[Start Dataset rows]
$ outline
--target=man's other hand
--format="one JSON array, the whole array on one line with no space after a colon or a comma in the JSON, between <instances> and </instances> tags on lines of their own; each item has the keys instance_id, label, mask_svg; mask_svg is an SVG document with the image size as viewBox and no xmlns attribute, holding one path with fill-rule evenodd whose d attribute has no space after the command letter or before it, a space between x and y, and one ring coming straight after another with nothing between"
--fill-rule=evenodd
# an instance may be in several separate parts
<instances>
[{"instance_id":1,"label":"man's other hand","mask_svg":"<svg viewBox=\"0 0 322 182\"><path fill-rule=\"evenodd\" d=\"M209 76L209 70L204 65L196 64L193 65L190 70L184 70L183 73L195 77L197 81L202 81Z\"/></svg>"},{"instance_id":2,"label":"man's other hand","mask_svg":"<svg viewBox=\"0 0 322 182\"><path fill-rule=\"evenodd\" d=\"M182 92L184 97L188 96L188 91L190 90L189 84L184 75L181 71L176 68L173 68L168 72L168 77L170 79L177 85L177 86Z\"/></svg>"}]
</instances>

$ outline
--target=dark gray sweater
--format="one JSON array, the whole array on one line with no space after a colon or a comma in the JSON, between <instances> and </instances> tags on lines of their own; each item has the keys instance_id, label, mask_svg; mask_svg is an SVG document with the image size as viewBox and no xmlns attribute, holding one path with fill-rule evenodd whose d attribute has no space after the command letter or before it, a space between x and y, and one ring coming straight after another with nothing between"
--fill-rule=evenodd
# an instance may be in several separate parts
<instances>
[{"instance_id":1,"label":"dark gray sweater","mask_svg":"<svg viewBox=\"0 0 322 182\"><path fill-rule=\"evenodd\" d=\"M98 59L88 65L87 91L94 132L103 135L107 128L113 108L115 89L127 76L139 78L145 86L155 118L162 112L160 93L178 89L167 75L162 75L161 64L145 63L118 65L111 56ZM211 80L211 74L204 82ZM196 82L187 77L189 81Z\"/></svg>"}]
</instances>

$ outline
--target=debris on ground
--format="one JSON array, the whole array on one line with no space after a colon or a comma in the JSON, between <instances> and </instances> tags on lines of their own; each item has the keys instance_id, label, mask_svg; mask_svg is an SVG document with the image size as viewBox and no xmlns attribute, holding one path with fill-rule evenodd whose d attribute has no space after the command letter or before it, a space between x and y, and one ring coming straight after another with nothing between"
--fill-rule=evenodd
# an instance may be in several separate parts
[End Dataset rows]
**Required work:** All of the material must be reproduced exactly.

**Task answer:**
$ outline
--target=man's other hand
--format="one JSON array, the whole array on one line with no space after a colon or a comma in the JSON, between <instances> and </instances> tags on lines of their own; each item has the keys instance_id, label, mask_svg; mask_svg is an SVG document with the image size as viewBox and no xmlns attribute, holding one path with fill-rule evenodd whose d attribute has no space after the command letter or before it, a space between x and y, and one ring coming straight after another with nothing between"
--fill-rule=evenodd
# an instance may be in several separate parts
<instances>
[{"instance_id":1,"label":"man's other hand","mask_svg":"<svg viewBox=\"0 0 322 182\"><path fill-rule=\"evenodd\" d=\"M209 76L209 70L204 65L196 64L193 65L190 70L184 70L183 73L195 77L197 81L202 81Z\"/></svg>"},{"instance_id":2,"label":"man's other hand","mask_svg":"<svg viewBox=\"0 0 322 182\"><path fill-rule=\"evenodd\" d=\"M182 92L184 97L188 96L188 91L190 90L189 84L184 75L181 71L176 68L173 68L168 72L168 77L170 79L177 85L177 86Z\"/></svg>"}]
</instances>

$ outline
--target=dark gray sweater
--format="one JSON array, the whole array on one line with no space after a colon or a comma in the JSON, between <instances> and </instances> tags on lines of their own; each item has the keys instance_id, label, mask_svg; mask_svg is an SVG document with the image size as viewBox and no xmlns attribute, holding one path with fill-rule evenodd whose d attribute has no space after the command letter or before it, a space between x and y, and one ring coming straight after another with nothing between"
--fill-rule=evenodd
# an instance may be in several separate parts
<instances>
[{"instance_id":1,"label":"dark gray sweater","mask_svg":"<svg viewBox=\"0 0 322 182\"><path fill-rule=\"evenodd\" d=\"M98 59L88 65L87 91L94 132L103 135L107 128L113 108L115 89L127 76L139 78L145 86L155 118L162 112L160 93L178 89L167 75L162 75L161 64L145 63L118 65L111 56ZM211 80L211 74L204 82ZM196 82L187 77L189 81Z\"/></svg>"}]
</instances>

$ outline
--target=debris on ground
--format="one JSON array, the whole array on one line with no space after a colon or a comma in the JSON, between <instances> and </instances> tags on lines of their own; each item has the keys instance_id, label, mask_svg; mask_svg is an SVG document with the image size as viewBox and no xmlns attribute, holding one path with fill-rule evenodd whose d attribute has no space after the command letter or before it, a space between x and y, and one ring coming straight after another with nothing between"
--fill-rule=evenodd
# an instance may be in several separate parts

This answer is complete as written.